_Reading passage_
»»

Reference in this specification to “one embodiment”, “one example embodiment”, “an “embodiment”, or “an example embodiment” means that a particular feature, structure, or characteristic described in connection with the embodiment is included in at least one embodiment of the present disclosure. The appearance of the phrase “in one embodiment” or “in one example embodiment” in various places in the specification are not necessarily all referring to the same example embodiment, nor are separate or alternative example embodiments mutually exclusive of other embodiments. In addition, the embodiments described herein are provided by example, and as such, “one embodiment” can also be used synonymously as “one example embodiment.” Further, the terms “a” and “an” herein do not denote a limitation of quantity, but rather denote the presence of at least one of the referenced items. Moreover, various features are described which may be exhibited by some embodiments and not by others. Similarly, various requirements are described which may be requirements for some embodiments but not for other embodiments.
As used herein, “at least one of the following: <a list of two or more elements>,” “at least one of <a list of two or more elements>,” “<a list of two or more elements> or a combination thereof,” and similar wording, where the list of two or more elements are joined by “and” or “or”, mean at least any one of the elements, or at least any two or more of the elements, or at least all the elements.
FIG. 1 is a diagram of a system capable of providing symbiotic autonomous training of machine learning (ML) models, according to one example embodiment. Training robust artificial intelligence (AI) models (also referred to as ML models), especially in applications such as computer vision, demands extensive volumes of varied data for training. However, acquiring such large, diverse, and appropriately labeled datasets from real-world images can be a daunting task. This is due to sheer volume of data required and the need for diversity in that data to train a robust ML model. For example, to achieve optimal performance (e.g., accurate classification, detection, or prediction results), these models necessitate potentially thousands of images or videos, and the quality of training data directly impacts the model's ability to classify visual information effectively.

««

_Source data_
»»

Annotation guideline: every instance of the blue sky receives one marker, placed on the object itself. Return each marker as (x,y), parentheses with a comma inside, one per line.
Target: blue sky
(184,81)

««

_Tasks to complete_
(a) Answer these from the specification excerpt:
(i) What do the terms "a" and "an" denote?
(ii) What does FIG. 1 show?
(iii) What directly impacts a model's ability to classify visual information effectively?
(b) Return everything in the specification excerpt from "FIG. 1 is a" down to "visual information effectively.", word for word.
Answer from the specification excerpt alone, without drawing on the material.

_Solutions in order_
(a)
(i) The presence of at least one of the referenced items, not a limitation of quantity.
(ii) A diagram of a system capable of providing symbiotic autonomous training of machine learning (ML) models, according to one example embodiment.
(iii) The quality of the training data.

(b)
FIG. 1 is a diagram of a system capable of providing symbiotic autonomous training of machine learning (ML) models, according to one example embodiment. Training robust artificial intelligence (AI) models (also referred to as ML models), especially in applications such as computer vision, demands extensive volumes of varied data for training. However, acquiring such large, diverse, and appropriately labeled datasets from real-world images can be a daunting task. This is due to sheer volume of data required and the need for diversity in that data to train a robust ML model. For example, to achieve optimal performance (e.g., accurate classification, detection, or prediction results), these models necessitate potentially thousands of images or videos, and the quality of training data directly impacts the model's ability to classify visual information effectively.